• **Extract provided**
Begin

This bugzilla service is closed. All entries have been migrated to https://gitlab.com/libeigen/eigen

Bug 1318

Summary: More robust quaternion from matrix
Product: Eigen Reporter: Michael Norel <minorlogic>
Component: GeometryAssignee: Nobody <eigen.nobody>
Status: NEW ---    
Severity: Accuracy Problem CC: chtz, gael.guennebaud, hauke.heibel, jacob.benoit.1
Priority: Normal    
Version: 3.4 (development)   
Hardware: All   
OS: All   
Whiteboard:
Bug Depends on: 458    
Bug Blocks: 814    

Description Michael Norel 2016-09-29 15:27:36 UTC
Conversion code, assumes strong orthonormal 3x3 matrix as input. But in real data our matrix can have small errors. This errors produce nonunity of quaternion.

To demonstrate, how important to keep quaternion normalized, we can use this code:

 Eigen::Quaterniond qc = Eigen::Quaterniond(1.1, 2.2, 3.3, 4.4).normalized();
        for (int i = 0; i < 1000; i++)
        {
            qc *= qc;
            qc = Eigen::Quaterniond(qc.toRotationMatrix()*qc.toRotationMatrix());

            std::cout << "1.0 - qc.squaredNorm(): " << 1.0 - qc.squaredNorm() << std::endl;
        }

Using VC12, i have INF result with only 1000 iterations.


I propose use normalization instead of analytic scale of quaternion in this conversion. It can be slower, but produce unit quaternion. The performance depends on performance of "normalize" and its vectorization.

In Eigen it can look:
{
      ...
      q.w() = t + Scalar(1.0);
      q.x() = mat.coeff(2,1) - mat.coeff(1,2));
      q.y() = mat.coeff(0,2) - mat.coeff(2,0));
      q.z() = mat.coeff(1,0) - mat.coeff(0,1));

      // same with other cases
      ... 
 
      
      normalize(); // normalize on exit    
}
I can provide full version of function if required.
Comment 1 Gael Guennebaud 2016-09-30 07:31:38 UTC
hm, with clang or gcc, after 10000 iterations, I get:

1.0 - qc.squaredNorm(): -4.44089e-16
1.0 - qc.squaredNorm(): 1.11022e-16
1.0 - qc.squaredNorm(): -2.22045e-16
1.0 - qc.squaredNorm(): -2.22045e-16
1.0 - qc.squaredNorm(): 0
1.0 - qc.squaredNorm(): -2.22045e-16
1.0 - qc.squaredNorm(): 1.11022e-16
1.0 - qc.squaredNorm(): 0
1.0 - qc.squaredNorm(): 1.11022e-16
1.0 - qc.squaredNorm(): 0
1.0 - qc.squaredNorm(): 0
1.0 - qc.squaredNorm(): 0
1.0 - qc.squaredNorm(): 2.22045e-16
1.0 - qc.squaredNorm(): 0
1.0 - qc.squaredNorm(): 1.11022e-16
1.0 - qc.squaredNorm(): 1.11022e-16
1.0 - qc.squaredNorm(): 0
Comment 2 Gael Guennebaud 2016-09-30 08:04:04 UTC
Arf, sorry for the noise, I still had the fix of bug 458 when testing your code snippet (i.e., implicit re-normalization in Quaternion::toRotationMatrix()).

End

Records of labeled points
Begin

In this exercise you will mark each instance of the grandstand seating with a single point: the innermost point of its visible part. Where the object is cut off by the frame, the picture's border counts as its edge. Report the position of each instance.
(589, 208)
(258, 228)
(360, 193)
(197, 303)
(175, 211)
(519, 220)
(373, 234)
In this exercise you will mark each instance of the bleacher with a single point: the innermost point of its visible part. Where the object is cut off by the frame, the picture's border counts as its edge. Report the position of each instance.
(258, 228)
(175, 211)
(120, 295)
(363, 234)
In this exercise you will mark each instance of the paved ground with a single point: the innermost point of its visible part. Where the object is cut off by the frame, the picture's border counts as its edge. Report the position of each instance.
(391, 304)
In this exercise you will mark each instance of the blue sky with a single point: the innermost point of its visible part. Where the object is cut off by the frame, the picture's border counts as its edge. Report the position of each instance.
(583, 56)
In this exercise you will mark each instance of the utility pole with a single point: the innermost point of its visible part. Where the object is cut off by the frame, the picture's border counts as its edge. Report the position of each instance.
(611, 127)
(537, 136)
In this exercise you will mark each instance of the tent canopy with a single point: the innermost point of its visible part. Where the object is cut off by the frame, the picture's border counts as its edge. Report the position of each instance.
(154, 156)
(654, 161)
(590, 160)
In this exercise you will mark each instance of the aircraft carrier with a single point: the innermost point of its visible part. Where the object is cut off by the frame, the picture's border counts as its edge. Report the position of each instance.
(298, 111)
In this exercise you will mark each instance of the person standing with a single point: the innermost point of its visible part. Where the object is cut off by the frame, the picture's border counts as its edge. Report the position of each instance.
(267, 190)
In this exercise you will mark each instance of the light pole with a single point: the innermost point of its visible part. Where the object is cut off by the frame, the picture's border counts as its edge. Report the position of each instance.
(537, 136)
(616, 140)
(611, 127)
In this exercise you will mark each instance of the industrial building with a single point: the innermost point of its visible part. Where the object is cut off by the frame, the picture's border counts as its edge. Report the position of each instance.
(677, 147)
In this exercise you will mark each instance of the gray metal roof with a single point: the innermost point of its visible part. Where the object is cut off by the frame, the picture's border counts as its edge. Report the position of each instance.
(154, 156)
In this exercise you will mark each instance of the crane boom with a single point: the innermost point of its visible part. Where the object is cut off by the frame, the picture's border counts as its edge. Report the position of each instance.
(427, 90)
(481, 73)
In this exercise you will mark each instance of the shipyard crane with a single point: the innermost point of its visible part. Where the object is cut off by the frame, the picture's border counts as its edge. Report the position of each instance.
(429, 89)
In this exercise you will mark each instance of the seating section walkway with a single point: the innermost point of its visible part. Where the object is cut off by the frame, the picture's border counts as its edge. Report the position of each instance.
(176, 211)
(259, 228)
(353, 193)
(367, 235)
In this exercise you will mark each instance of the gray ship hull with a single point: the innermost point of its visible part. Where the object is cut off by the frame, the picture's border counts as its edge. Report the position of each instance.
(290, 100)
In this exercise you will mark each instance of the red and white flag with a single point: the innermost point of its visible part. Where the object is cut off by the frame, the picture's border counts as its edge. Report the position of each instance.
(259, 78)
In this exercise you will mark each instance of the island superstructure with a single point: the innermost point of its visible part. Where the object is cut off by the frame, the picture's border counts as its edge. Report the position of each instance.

End

• **What you need to do**
1. Find each line in the listing that contains the string "utility", matching case exactly, and copy those lines.
2. Carry the bug report on quaternion-from-matrix conversion forward from its final comment.

• **Responses by task**
1.
In this exercise you will mark each instance of the utility pole with a single point: the innermost point of its visible part. Where the object is cut off by the frame, the picture's border counts as its edge. Report the position of each instance.

2.
Actually, simply doing qc *= qc; is enough to get significant accuracy loss as it quickly converges to qc=0;

It is still unclear to me how to address these issue without huge impact on performance when unitary constraints of quaternions and matrices is already handled by the user. 

My rationale is that if a method can be generalized with reasonable impact on performance (say 20%), then let's go for it. Otherwise, e.g. for Quaternion::toRotationMatrix() as in bug 458, we could add some variants or optional parameters or decorators to indicate whether we guarantee the input is unitary or not. For instance, if we default to slow but safe:

Matrix3 m;
Quaternion q;

q = m; // slow conversion
q = tagged<unitary>(m); // fast conversion
AngleAxis aa(theta, tagged<unit>(vec)); // fast
AngleAxis aa(theta, vec); // shortcut for AngleAxis(theta,tagged<unit>(vec.normalized())
m = q.toRotationMatrix();
m = tagged<unit>(q).toRotationMatrix();

This a bit verbose and might look cumbersome, but this has the advantage to work with operator=, and it is easily extensible and generalizable.
Comment 3 Michael Norel 2016-09-30 08:22:39 UTC
(In reply to Gael Guennebaud from comment #2)
> It is still unclear to me how to address these issue without huge impact on
> performance when unitary constraints of quaternions and matrices is already
> handled by the user. 

Here , we can have different situation than "toRotationMatrix", i expect lower slow-down than 2x. Sorry, this week, i cant run benchmarks with different compilers. But my code introduce a bit more operations that can be vectorized (normalize()). 

If you can check its performance, ill be happy. It should look like 

template<typename Other>
struct quaternionbase_assign_impl<Other,3,3>
{
  typedef typename Other::Scalar Scalar;
  typedef DenseIndex Index;
  template<class Derived> static inline void run(QuaternionBase<Derived>& q, const Other& mat)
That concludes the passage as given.